> _TESTO DI LETTURA_:

====

Questa è un’idea con una storia lunga. Come osserva James C. McKusick8 una variante della dottrina del naturalismo linguistico, riconducibile a Epicuro e Lucrezio (De Natura, 5:1031 ss), asserisce che il linguaggio nasce spontaneamente dalla natura umana, così come le bestie emettono naturalmente grida … [le lingue sarebbero] manifestazioni esteriori della natura interiore dell’uomo … All’ovvia obiezione che esistono molte lingue umane diverse, [Lucrezio] risponde che esiste una grande varietà di popoli, ciascuno con le proprie caratteristiche distinte. La variazione linguistica sarebbe, in questa prospettiva, un indice della variabilità della natura umana.

Irvine e Gal hanno coniato il termine iconizzazione per descrivere questo tipo di pensiero, convenientemente adatto alle ideologie razziste, dove una caratteristica linguistica in qualche modo rappresenterebbe o mostrerebbe la natura o l’essenza intrinseca di un gruppo sociale.

In Meaning and Linguistic Variation9, la sociolinguista Penelope Eckert esplora il modo in cui facciamo affidamento su queste iconizzazioni nei nostri sforzi per costruire un’identità sociale. Sia se che chi parla sia un’adolescente che adatta i tratti di una ragazza della Roma agiata per posizionarsi come più cool dei suoi interlocutori o un pescatore di Catania che cerca di posizionarsi come avversario all’incursione dell’economia continentale sull’isola, le mosse stilistiche sarebbero sempre ideologiche.

====

> _RIGHE DI DATI_:
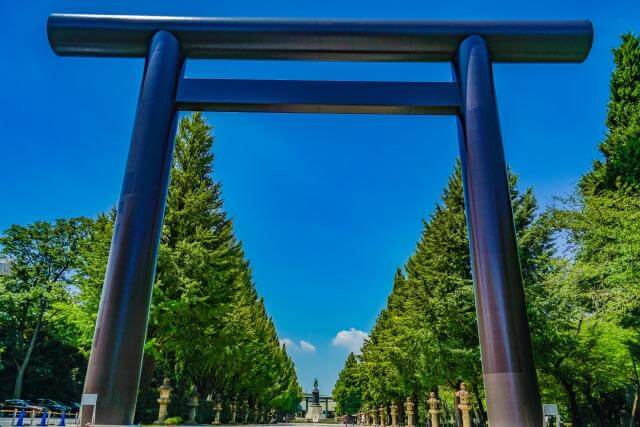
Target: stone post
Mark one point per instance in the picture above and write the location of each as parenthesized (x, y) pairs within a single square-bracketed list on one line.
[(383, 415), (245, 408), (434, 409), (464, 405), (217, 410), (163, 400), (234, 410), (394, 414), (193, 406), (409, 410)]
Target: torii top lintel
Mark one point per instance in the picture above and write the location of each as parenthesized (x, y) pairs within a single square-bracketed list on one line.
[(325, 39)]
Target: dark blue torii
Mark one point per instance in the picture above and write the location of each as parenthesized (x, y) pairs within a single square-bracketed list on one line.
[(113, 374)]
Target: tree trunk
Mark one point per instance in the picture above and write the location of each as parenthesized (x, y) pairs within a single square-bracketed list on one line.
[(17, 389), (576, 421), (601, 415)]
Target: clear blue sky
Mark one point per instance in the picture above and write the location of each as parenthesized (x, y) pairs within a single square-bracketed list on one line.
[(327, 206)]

====

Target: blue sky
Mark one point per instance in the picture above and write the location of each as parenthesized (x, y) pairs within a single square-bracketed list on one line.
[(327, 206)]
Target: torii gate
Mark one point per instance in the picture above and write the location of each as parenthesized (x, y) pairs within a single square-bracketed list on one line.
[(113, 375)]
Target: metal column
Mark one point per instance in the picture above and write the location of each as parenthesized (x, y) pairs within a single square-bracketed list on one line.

====

> _COMPITO A_:
Puoi riscrivere la parte delle righe di dati che si apre con la riga contenente "Target: dark blue torii" e si chiude con quella contenente "[(113, 374)]", entrambe incluse e con le richieste comprese, riscalando le coordinate delle risposte per 2,1 e arrotondandole all'intero, con le metà per eccesso?
> _COMPITO B_:
Puoi proseguire il testo sull'iconizzazione linguistica dal punto in cui si ferma?
Le righe di dati non hanno alcun legame con il testo.

> _RISULTATO FINALE A_:
Target: dark blue torii
Mark one point per instance in the picture above and write the location of each as parenthesized (x, y) pairs within a single square-bracketed list on one line.
[(237, 785)]

> _RISULTATO FINALE B_:
Nel caso delle spiegazioni di Cratilo, l’idea del naturalismo linguistico è che sia le informazioni che le parole esprimono sul mondo siano latenti nella loro forma, rilevabili con sufficiente riflessione. Nei casi dell’iconizzazione, è, invece, l’informazione sui parlanti delle parole a essere immaginata, erroneamente, latente. Il punto di vista di Irvine e Gal è che le iconizzazioni tendono a essere racchiuse in un progetto ideologico.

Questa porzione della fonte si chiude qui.